STORED ROWS —
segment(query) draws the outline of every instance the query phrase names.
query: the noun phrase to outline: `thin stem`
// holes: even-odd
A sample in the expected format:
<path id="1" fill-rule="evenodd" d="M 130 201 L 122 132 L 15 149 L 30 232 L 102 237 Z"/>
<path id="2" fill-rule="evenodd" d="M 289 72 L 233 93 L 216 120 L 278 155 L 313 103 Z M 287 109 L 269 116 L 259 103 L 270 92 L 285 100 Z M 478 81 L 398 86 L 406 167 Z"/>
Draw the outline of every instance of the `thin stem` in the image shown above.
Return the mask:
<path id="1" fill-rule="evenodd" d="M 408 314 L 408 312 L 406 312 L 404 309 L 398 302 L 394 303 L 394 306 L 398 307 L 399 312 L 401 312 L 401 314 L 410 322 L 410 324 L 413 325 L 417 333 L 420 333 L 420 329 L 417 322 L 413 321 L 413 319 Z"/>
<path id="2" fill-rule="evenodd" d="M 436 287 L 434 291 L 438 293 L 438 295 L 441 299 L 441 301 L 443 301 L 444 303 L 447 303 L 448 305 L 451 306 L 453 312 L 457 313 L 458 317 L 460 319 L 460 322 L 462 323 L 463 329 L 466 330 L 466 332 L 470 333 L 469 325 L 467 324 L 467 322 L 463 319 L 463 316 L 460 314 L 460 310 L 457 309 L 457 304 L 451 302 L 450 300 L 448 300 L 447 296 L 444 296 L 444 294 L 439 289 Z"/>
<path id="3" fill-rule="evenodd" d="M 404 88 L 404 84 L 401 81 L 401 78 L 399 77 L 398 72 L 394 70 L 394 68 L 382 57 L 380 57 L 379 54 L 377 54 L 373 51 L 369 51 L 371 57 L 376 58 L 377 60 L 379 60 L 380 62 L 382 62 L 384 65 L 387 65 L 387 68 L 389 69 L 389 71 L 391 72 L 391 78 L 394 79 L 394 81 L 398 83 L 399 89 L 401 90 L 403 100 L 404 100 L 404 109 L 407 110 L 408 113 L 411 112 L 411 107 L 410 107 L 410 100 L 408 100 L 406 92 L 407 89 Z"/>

PROBLEM — Write out the listing above again, line for line, with no changes.

OUTPUT FOR THIS TASK —
segment(query) draws the outline of every instance the query phrase names.
query: the noun phrase to outline: `thin stem`
// holes: even-odd
A sample in the expected format:
<path id="1" fill-rule="evenodd" d="M 130 201 L 122 132 L 15 149 L 30 232 L 102 237 Z"/>
<path id="2" fill-rule="evenodd" d="M 289 72 L 233 93 L 216 120 L 278 155 L 313 103 Z M 287 109 L 269 116 L 259 103 L 270 92 L 285 100 Z M 478 81 L 398 86 L 406 167 Z"/>
Draw the outline of every instance of the `thin stem` in the image shown above.
Return the mask:
<path id="1" fill-rule="evenodd" d="M 408 314 L 408 312 L 406 312 L 404 309 L 398 302 L 394 303 L 394 306 L 398 307 L 399 312 L 401 312 L 401 314 L 410 322 L 410 324 L 413 325 L 417 333 L 420 333 L 420 329 L 417 322 L 413 321 L 413 319 Z"/>
<path id="2" fill-rule="evenodd" d="M 436 287 L 434 291 L 438 293 L 438 295 L 441 299 L 441 301 L 443 301 L 444 303 L 447 303 L 448 305 L 451 306 L 453 312 L 457 313 L 458 317 L 460 319 L 460 322 L 462 323 L 463 329 L 466 330 L 466 332 L 470 333 L 469 325 L 467 324 L 467 322 L 463 319 L 463 316 L 460 314 L 460 310 L 457 309 L 457 304 L 451 302 L 450 300 L 448 300 L 447 296 L 444 296 L 444 294 L 439 289 Z"/>
<path id="3" fill-rule="evenodd" d="M 404 88 L 404 84 L 401 81 L 401 78 L 399 77 L 398 72 L 394 70 L 394 68 L 382 57 L 380 57 L 379 54 L 377 54 L 373 51 L 369 51 L 371 57 L 376 58 L 377 60 L 379 60 L 380 62 L 382 62 L 384 65 L 387 65 L 387 68 L 389 69 L 389 71 L 391 72 L 391 78 L 394 79 L 394 81 L 398 83 L 399 89 L 401 90 L 403 100 L 404 100 L 404 109 L 407 110 L 408 113 L 411 112 L 411 107 L 410 107 L 410 100 L 408 100 L 406 92 L 407 89 Z"/>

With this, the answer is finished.